Objective: To compare the efficacy and toxicity of cyclosporin A (CsA) monotherapy with CsA plus methotrexate (MTX) combination therapy in patients with early rheumatoid arthritis (RA).

Patients and methods: 120 patients with active RA, rheumatoid factor positive and/or erosive, were randomly allocated to receive CsA with MTX (n=60) or CsA with placebo (n=60). Treatment with CsA was started in all patients at 2.5 mg/kg/day and increased to a maximum of 5 mg/kg/day in 16 weeks. MTX was started at 7.5 mg/week and increased to a maximal dose of 15 mg/week at week 16. Primary outcomes were clinical remission (Pinals criteria) and radiological damage (Larsen score), at week 48.

List of tasks |
a) Reproduce the study summary word for word, starting with "Objective: To compare" and going on through "rheumatoid arthritis (RA).".
b) Answer these from the study summary:
(i) How many patients took part?
(ii) At what dose was CsA started in all patients?
(iii) At what week were the primary outcomes assessed?
The data after the study summary has nothing to do with it.

Records shown |
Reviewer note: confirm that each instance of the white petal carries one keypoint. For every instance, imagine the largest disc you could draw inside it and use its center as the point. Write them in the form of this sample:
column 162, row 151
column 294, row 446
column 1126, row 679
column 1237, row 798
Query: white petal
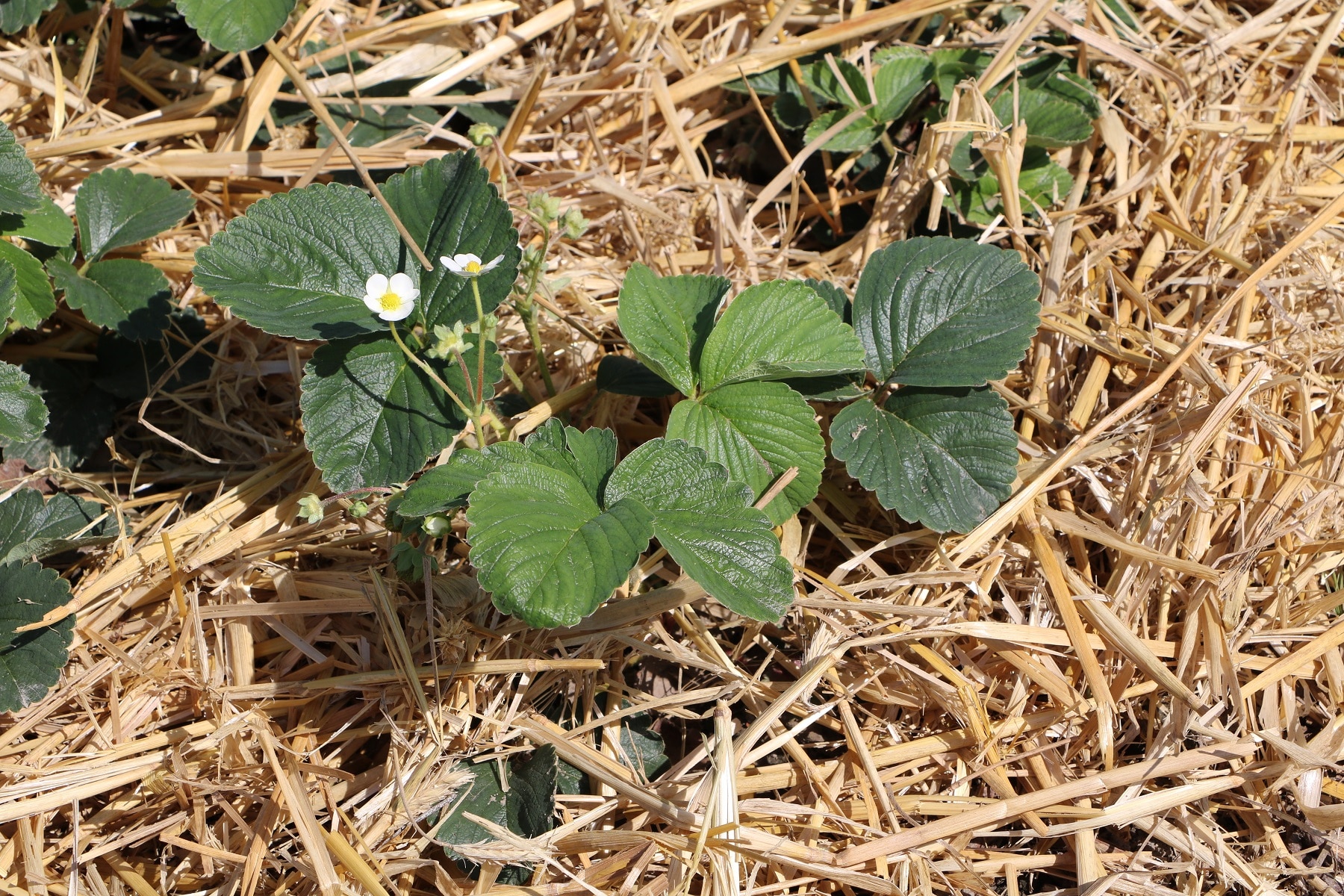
column 376, row 285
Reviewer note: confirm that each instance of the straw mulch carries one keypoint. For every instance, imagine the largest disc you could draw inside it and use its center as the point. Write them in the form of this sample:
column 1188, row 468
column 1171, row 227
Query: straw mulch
column 1129, row 680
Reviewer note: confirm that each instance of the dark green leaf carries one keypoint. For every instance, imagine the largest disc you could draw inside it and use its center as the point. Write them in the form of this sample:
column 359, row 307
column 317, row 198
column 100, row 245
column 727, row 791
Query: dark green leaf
column 117, row 207
column 296, row 264
column 31, row 662
column 37, row 302
column 777, row 329
column 450, row 207
column 945, row 312
column 46, row 225
column 20, row 190
column 623, row 375
column 23, row 414
column 33, row 528
column 235, row 26
column 668, row 320
column 757, row 430
column 944, row 458
column 127, row 296
column 707, row 526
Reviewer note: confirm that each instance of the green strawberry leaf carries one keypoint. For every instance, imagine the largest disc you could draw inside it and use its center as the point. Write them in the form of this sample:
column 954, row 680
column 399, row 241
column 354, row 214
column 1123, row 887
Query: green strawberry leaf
column 296, row 264
column 371, row 418
column 777, row 329
column 707, row 526
column 623, row 375
column 668, row 320
column 46, row 225
column 31, row 662
column 856, row 136
column 117, row 207
column 127, row 296
column 35, row 302
column 33, row 528
column 235, row 26
column 20, row 190
column 757, row 430
column 905, row 74
column 450, row 207
column 546, row 550
column 940, row 457
column 23, row 414
column 945, row 312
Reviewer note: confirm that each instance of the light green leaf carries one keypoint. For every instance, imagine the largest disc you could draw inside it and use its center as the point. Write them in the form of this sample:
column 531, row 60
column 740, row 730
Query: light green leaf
column 757, row 430
column 23, row 414
column 20, row 190
column 31, row 662
column 371, row 418
column 296, row 264
column 450, row 207
column 779, row 329
column 856, row 136
column 544, row 547
column 945, row 312
column 235, row 26
column 940, row 457
column 37, row 302
column 117, row 207
column 46, row 225
column 127, row 296
column 33, row 528
column 707, row 526
column 905, row 74
column 668, row 319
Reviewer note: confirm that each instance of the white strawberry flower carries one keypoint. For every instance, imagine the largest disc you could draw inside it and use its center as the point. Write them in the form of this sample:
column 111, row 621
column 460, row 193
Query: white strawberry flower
column 393, row 299
column 470, row 265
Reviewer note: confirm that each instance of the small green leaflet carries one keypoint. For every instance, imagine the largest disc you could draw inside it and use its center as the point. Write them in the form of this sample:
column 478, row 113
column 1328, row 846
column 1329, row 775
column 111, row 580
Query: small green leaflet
column 371, row 418
column 668, row 319
column 20, row 190
column 122, row 294
column 34, row 528
column 945, row 312
column 235, row 26
column 940, row 457
column 23, row 414
column 117, row 207
column 31, row 662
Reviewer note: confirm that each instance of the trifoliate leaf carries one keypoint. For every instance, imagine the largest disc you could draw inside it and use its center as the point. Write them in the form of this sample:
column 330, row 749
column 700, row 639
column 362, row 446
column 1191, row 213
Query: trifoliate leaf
column 903, row 74
column 117, row 207
column 945, row 312
column 623, row 375
column 940, row 457
column 20, row 190
column 34, row 528
column 707, row 526
column 235, row 26
column 668, row 319
column 127, row 296
column 757, row 430
column 81, row 415
column 37, row 302
column 373, row 418
column 544, row 550
column 297, row 262
column 23, row 414
column 777, row 329
column 31, row 662
column 856, row 136
column 450, row 207
column 46, row 225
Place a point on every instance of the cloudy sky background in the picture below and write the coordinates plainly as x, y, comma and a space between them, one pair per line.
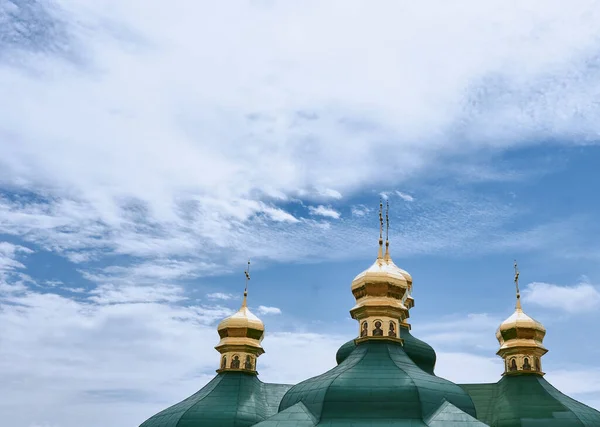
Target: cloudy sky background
148, 149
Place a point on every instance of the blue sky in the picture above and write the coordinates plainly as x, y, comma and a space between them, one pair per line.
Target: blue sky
148, 149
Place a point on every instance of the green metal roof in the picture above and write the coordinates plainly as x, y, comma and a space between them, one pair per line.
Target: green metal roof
376, 383
230, 399
419, 351
528, 401
449, 415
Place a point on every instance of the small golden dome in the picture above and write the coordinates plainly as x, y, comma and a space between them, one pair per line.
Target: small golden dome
243, 318
519, 326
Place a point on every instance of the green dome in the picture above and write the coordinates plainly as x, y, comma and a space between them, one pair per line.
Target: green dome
344, 351
230, 399
528, 400
419, 351
377, 381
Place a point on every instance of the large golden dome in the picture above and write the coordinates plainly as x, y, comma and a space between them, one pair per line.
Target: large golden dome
382, 271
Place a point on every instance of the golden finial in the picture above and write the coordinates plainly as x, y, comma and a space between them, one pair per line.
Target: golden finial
387, 230
247, 273
380, 253
517, 285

Answers for the exercise |
a)
Objective: To compare the efficacy and toxicity of cyclosporin A (CsA) monotherapy with CsA plus methotrexate (MTX) combination therapy in patients with early rheumatoid arthritis (RA).

b)
(i) 120 patients
(ii) 2.5 mg/kg/day
(iii) Week 48